-------- Page extract

The Tale of Us Against The Monster: Grappling With Faith

There is an old adage which says “to trust God in the light is nothing, but to trust Him in the dark—that is faith.” I was speaking to my sister the other day, telling her that the Monster had broken free of its chains and has invaded my husband’s lungs.  I felt hopeless.  This, I thought, is the beginning of the end.  The Monster’s return, my sudden despair, the unravelling of our world. It will all happen now.  I said, “he will die.”  This was not accompanied by tears, just a heaviness, a knowing, like standing at the bottom of a steep mountain path rising up into fog and gloom, and understanding it is a path I must unavoidably climb.  That somehow, my husband and I must climb it together.  But my sister responded by warning me not to speak death into my husband, but rather to have faith.  There is still life to be lived.  For a moment, I had forgotten that.

Faith, like life, is a tenuous thing. Fragile if not nurtured.  Weak if not nourished.  My husband and I have spent our lifetimes believing in God…or should I say, believing that there is a God.  I have learned, of late, that these are two different things.  I know my faith has been tested.  I know it has come under attack.  I know that it has caused me to question myself and my motivations, but I don’t think I’ve ever had a crisis of faith before.  It’s a strange thing actually.  It’s not that I doubt the existence of God.  What I have begun to doubt is whether or not He is as near to me as people keep telling me He is.  Somehow, somewhere, I fell overboard, and no matter how fast and hard I swim, I can’t seem to catch up to the boat.  It’s adrift, moving away from me, and I am flailing in the middle of the sea calling for a God Who doesn’t answer me. I’ve heard it called the ‘dark night of the soul’…lost, alone, and Heaven is silent.

----------------
-------- Material supplied

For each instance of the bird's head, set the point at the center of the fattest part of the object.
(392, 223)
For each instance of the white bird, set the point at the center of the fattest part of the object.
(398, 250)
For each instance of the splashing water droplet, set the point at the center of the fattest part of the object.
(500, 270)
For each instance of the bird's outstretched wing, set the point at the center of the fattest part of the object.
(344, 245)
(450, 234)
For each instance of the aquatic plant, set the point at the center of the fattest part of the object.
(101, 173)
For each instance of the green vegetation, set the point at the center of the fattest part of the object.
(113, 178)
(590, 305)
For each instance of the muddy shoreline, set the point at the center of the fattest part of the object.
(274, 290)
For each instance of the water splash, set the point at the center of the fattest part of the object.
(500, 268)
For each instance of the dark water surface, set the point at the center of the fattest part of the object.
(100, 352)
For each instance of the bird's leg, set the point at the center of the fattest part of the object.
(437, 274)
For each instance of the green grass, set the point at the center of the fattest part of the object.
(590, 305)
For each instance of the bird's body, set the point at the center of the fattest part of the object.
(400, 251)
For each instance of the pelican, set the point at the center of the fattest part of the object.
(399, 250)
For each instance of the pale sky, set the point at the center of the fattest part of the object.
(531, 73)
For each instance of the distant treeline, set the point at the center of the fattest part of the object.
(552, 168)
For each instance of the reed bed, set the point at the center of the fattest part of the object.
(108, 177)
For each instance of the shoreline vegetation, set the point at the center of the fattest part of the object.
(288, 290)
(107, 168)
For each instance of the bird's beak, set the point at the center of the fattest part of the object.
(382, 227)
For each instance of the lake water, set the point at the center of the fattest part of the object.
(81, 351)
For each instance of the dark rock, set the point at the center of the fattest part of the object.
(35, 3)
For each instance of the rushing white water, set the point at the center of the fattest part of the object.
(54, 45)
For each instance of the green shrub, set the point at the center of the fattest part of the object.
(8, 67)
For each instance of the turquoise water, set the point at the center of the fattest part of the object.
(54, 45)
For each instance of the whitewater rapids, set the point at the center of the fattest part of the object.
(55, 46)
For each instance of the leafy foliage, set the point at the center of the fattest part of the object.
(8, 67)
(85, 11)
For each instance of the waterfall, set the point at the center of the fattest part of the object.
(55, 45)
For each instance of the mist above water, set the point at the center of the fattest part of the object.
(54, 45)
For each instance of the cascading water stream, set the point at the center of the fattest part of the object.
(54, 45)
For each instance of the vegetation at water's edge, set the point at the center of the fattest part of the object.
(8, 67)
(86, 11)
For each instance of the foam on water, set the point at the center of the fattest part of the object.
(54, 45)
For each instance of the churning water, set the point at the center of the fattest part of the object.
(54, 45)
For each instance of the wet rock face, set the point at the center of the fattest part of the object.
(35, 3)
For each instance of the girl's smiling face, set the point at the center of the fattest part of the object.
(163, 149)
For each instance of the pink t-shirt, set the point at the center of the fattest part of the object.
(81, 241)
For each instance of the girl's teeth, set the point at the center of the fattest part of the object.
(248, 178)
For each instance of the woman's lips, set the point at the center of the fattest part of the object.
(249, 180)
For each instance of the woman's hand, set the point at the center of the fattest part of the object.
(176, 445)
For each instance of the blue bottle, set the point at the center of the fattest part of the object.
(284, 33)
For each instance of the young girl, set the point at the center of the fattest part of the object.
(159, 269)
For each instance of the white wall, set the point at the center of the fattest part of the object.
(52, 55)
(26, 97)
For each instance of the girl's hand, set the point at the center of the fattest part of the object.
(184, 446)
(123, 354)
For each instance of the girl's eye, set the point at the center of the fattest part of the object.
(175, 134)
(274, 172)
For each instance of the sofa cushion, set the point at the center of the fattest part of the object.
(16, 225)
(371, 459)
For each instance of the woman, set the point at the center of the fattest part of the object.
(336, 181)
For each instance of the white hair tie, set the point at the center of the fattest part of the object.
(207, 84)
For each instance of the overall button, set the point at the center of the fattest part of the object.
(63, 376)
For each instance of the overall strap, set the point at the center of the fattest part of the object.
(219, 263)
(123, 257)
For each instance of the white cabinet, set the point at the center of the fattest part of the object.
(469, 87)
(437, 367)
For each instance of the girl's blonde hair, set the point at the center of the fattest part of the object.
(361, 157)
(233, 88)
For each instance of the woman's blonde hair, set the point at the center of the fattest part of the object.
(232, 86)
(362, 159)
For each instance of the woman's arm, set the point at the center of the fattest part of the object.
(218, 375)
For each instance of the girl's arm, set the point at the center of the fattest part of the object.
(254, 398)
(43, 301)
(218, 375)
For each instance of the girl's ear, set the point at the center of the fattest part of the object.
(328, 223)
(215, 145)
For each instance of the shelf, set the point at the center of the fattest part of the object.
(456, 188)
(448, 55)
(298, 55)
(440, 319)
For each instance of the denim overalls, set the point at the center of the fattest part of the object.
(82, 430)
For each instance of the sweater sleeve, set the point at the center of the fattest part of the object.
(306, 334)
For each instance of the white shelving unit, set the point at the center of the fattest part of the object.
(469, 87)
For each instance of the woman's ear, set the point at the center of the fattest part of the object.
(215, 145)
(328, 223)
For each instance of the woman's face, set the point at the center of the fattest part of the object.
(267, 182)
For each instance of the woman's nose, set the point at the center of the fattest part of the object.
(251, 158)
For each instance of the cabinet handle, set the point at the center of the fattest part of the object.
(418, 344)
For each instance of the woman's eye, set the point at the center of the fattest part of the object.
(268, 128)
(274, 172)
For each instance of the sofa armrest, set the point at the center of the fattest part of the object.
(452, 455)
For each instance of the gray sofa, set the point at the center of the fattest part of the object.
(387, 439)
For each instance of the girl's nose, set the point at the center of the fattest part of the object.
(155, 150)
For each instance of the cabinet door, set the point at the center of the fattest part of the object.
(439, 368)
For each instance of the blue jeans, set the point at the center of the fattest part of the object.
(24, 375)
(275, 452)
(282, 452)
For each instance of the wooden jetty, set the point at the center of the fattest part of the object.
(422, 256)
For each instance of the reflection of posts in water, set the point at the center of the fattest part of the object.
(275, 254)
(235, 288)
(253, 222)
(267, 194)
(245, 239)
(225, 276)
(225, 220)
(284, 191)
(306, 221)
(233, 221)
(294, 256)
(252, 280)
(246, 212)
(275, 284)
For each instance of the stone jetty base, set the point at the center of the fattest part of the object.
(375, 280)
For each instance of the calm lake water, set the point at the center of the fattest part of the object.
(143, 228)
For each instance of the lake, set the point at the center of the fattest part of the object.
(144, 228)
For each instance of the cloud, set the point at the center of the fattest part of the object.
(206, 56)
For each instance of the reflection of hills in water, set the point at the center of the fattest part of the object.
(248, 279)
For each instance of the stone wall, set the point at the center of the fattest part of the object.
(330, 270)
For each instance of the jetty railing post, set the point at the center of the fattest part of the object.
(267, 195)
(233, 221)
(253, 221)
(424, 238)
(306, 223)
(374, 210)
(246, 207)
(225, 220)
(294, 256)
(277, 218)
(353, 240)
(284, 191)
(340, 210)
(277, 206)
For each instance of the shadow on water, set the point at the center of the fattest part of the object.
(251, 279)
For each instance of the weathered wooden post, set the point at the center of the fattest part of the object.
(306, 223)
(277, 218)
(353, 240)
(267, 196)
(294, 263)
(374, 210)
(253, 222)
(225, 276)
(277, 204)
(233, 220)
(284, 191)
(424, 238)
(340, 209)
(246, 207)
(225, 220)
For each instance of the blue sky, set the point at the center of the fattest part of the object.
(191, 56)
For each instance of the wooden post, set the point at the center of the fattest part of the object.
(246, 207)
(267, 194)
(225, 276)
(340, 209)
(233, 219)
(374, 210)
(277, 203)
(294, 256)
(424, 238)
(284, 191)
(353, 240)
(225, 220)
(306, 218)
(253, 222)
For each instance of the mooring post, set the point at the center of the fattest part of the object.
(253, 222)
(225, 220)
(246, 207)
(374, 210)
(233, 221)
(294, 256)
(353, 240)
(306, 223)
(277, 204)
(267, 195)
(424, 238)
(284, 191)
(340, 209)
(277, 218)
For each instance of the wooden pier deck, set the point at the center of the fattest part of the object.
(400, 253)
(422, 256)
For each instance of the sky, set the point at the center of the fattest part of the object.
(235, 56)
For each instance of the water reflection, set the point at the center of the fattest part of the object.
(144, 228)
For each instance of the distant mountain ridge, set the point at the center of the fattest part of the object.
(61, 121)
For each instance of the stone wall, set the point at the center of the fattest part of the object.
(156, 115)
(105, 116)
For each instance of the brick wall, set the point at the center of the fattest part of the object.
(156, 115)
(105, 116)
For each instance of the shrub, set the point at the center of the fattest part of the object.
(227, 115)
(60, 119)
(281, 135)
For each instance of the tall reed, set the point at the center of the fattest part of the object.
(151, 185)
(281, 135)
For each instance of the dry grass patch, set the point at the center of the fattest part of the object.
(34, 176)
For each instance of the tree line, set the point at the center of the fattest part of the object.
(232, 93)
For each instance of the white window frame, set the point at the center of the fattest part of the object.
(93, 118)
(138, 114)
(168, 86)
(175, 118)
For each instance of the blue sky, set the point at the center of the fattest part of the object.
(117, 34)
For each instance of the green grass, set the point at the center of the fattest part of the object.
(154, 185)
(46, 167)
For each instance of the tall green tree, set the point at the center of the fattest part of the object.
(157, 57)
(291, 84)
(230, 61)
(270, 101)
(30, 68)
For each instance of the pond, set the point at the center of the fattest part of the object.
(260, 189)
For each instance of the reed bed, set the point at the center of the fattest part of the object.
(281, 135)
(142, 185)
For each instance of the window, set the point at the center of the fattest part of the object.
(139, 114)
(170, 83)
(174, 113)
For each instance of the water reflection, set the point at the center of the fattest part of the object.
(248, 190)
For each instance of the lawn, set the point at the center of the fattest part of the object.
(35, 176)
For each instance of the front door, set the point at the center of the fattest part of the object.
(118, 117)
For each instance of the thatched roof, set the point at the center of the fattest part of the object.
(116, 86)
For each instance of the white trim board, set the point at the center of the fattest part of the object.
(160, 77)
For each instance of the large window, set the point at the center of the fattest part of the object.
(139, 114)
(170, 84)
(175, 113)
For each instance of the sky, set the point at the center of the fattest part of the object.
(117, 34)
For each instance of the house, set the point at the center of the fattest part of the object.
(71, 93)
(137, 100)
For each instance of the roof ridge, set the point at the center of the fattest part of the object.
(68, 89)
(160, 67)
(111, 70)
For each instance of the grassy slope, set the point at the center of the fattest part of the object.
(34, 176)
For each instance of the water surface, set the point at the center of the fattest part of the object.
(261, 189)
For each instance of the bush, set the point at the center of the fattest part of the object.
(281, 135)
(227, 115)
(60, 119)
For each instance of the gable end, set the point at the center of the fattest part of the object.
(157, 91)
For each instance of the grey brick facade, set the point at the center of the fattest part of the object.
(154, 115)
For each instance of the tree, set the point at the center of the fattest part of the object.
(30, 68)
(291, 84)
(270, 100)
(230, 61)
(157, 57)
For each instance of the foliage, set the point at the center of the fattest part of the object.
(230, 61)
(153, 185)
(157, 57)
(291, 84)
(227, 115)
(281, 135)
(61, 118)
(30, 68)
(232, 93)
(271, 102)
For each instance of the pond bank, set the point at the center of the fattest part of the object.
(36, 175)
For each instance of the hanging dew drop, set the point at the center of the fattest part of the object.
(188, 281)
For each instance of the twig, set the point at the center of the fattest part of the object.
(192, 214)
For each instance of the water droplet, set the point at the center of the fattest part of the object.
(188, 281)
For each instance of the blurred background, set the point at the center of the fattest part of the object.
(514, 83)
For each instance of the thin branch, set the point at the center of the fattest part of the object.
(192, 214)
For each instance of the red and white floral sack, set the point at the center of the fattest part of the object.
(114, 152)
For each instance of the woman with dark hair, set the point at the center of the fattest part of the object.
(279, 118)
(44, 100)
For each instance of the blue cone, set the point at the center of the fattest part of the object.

----------------

— Your objective —
In the essay on grappling with faith, which part of the husband's body has the Monster invaded?

— Answer to this task —
His lungs.